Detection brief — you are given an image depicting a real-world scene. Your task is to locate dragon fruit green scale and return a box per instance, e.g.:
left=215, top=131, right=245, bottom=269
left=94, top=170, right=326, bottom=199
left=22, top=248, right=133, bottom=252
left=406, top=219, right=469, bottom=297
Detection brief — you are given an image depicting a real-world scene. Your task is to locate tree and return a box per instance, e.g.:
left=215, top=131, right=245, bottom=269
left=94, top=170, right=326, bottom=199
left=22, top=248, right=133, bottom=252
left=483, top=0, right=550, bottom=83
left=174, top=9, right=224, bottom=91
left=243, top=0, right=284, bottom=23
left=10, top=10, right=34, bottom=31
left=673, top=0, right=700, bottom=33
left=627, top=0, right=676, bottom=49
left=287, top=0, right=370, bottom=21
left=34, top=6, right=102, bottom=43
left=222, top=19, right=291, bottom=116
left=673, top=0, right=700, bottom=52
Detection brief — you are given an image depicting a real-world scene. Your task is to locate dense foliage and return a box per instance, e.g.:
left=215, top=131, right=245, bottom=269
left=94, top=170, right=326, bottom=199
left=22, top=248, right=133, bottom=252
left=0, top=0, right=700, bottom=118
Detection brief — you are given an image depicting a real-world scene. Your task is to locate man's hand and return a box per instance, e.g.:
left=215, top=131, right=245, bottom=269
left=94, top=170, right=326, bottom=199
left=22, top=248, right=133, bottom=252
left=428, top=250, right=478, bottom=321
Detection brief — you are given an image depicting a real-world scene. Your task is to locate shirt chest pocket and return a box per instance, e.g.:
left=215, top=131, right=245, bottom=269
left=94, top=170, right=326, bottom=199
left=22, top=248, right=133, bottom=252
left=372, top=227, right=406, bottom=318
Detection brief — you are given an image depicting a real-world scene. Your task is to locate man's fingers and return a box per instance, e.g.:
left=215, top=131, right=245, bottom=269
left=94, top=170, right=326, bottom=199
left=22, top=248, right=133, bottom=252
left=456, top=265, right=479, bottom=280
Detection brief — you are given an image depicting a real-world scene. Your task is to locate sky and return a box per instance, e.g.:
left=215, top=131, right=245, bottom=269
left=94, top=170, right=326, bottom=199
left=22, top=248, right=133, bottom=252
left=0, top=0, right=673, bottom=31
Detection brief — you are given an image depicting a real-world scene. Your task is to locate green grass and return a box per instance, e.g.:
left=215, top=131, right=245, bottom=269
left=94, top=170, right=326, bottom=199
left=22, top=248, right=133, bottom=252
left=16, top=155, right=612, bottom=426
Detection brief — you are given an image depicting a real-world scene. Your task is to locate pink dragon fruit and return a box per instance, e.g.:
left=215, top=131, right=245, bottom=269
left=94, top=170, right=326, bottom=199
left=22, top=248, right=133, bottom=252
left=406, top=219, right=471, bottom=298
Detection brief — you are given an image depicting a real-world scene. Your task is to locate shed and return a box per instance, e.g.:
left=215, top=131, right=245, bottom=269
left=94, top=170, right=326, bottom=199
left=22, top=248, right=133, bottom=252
::::::::
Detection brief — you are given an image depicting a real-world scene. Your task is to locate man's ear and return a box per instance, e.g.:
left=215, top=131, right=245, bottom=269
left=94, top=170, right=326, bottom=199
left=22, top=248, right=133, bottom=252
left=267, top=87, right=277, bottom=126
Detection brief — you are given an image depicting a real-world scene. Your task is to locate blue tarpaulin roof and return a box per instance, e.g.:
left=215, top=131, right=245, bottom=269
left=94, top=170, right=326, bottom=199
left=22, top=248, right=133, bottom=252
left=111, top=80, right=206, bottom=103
::::::::
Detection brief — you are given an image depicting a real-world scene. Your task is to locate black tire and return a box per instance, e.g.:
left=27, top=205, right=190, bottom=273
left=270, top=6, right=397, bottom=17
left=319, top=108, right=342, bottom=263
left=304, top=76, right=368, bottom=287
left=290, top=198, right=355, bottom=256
::::::::
* [What is required]: Update the part of the data that opens with the line containing "to locate blue" and closes with the line containing "left=111, top=80, right=206, bottom=103" by replacing "tarpaulin" with "tarp". Return only those lines, with everything else left unchanged.

* [Task result]:
Detection brief — you are given an image depicting a real-world scene. Your task is to locate blue tarp roof and return a box per instance, e.g.:
left=215, top=131, right=245, bottom=269
left=94, top=170, right=326, bottom=199
left=22, top=248, right=133, bottom=252
left=111, top=80, right=206, bottom=103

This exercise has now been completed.